YOUR OBJECTIVE: Repeat the entries that appear below, exactly and in full.

STUDY MATERIAL:
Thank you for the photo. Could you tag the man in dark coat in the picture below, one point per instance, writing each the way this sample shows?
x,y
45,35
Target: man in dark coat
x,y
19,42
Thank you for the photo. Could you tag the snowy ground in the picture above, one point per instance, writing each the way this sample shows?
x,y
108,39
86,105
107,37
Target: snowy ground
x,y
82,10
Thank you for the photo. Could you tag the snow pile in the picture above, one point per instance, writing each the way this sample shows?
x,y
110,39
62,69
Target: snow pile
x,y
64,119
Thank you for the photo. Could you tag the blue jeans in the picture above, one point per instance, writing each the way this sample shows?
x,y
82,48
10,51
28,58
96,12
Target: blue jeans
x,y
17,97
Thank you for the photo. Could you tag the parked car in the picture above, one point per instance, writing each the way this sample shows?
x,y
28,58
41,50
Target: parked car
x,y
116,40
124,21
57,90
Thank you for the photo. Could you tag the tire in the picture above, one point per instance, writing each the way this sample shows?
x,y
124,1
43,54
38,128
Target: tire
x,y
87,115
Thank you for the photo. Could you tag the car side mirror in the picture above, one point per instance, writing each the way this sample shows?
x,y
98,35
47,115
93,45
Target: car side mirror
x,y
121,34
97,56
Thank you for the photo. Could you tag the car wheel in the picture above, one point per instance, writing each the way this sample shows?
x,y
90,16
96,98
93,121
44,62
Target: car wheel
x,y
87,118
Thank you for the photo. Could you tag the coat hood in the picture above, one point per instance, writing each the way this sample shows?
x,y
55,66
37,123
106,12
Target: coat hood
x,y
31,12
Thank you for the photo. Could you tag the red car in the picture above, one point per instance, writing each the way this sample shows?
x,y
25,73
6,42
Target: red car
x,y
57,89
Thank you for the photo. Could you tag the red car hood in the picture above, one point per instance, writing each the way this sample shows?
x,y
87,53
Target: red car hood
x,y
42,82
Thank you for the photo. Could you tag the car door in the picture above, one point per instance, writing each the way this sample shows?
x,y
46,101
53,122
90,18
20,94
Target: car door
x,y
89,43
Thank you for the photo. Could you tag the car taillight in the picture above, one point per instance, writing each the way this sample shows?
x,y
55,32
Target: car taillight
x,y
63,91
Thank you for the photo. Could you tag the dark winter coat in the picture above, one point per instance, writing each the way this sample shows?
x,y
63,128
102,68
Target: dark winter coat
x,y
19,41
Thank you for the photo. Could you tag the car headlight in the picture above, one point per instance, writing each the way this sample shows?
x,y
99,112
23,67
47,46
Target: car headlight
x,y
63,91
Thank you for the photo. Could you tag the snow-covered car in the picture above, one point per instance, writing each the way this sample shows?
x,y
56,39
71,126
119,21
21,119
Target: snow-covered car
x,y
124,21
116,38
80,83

RESPONSE BELOW:
Thank you for the photo. Could you tag the man in dark coat in the picture below, one point per instance, writing each the way this sample shows?
x,y
45,35
Target: man in dark coat
x,y
19,42
Thank you for the photo. Could you tag the snowy ground in the picture above, one point per instance, writing each the way this sample shows?
x,y
108,39
86,105
107,37
Target: snowy ground
x,y
82,10
Thank you for the photo. Could you tag the snow pile in the picture above, one point per instance, writing each the way this sample shows?
x,y
110,39
62,69
Target: snow pile
x,y
64,119
Thank you for the photo. Could you tag the blue jeans in the picture above, one point per instance, writing each the way this sample shows?
x,y
82,48
10,51
28,58
96,12
Target: blue jeans
x,y
17,97
Thank you for the photo. Could you tag the parked car in the picture above, one point per instance, writing each the way this sample shows?
x,y
28,58
41,50
Target: parked car
x,y
116,40
124,21
57,90
Thank you for the photo. Could you tag the tire in the picture above, one point per instance, writing each the way this sample shows?
x,y
124,1
43,54
38,128
Target: tire
x,y
87,115
Thank you for the photo. Could you tag the car side mirror in the picture above, one point per instance, writing each the way this sample shows?
x,y
98,35
47,115
93,45
Target: car side mirror
x,y
121,34
97,56
Thank you for the photo. Could you tag the car wheel in the picture above, one point per instance, writing each the way this sample shows?
x,y
90,16
96,98
93,121
44,62
Target: car wheel
x,y
87,118
Thank you for the photo. Could you tag the coat hood in the picture above, one point per instance, writing each the way this sample shows?
x,y
55,66
37,123
106,12
Target: coat hood
x,y
31,12
Thank you for the photo. Could you tag the red car in the picture above, one point per instance, writing each the way this sample shows?
x,y
25,73
6,42
Target: red car
x,y
57,89
Thank you for the photo. Could you tag the red car hood in the picture above, one point per instance, writing each the way this sample shows?
x,y
87,53
Target: red car hood
x,y
42,82
Thank you for the photo. Could you tag the car door in the picture above, one point per instance, writing each the way this sample shows?
x,y
46,101
53,122
90,18
20,94
Target: car door
x,y
89,43
Thank you for the photo. Could you tag the car taillight in the picture above, one point per instance, writing each the way this sample shows?
x,y
55,32
Target: car taillight
x,y
63,91
Thank you for the photo. Could you tag the dark winter coat in the picture above, one point per instance, writing each the way this sample shows?
x,y
63,128
102,68
Target: dark winter coat
x,y
19,41
Thank you for the photo. Could you tag the car headlight in the picture above, one point per instance, writing each the way this sample shows?
x,y
99,112
23,67
47,46
Target: car headlight
x,y
63,91
Thank you for the photo. Could you tag the snow-covered car in the picture above, one point per instance, writing each the way this sample shows?
x,y
56,39
71,126
119,21
21,119
Target: snow-covered car
x,y
124,21
116,38
80,83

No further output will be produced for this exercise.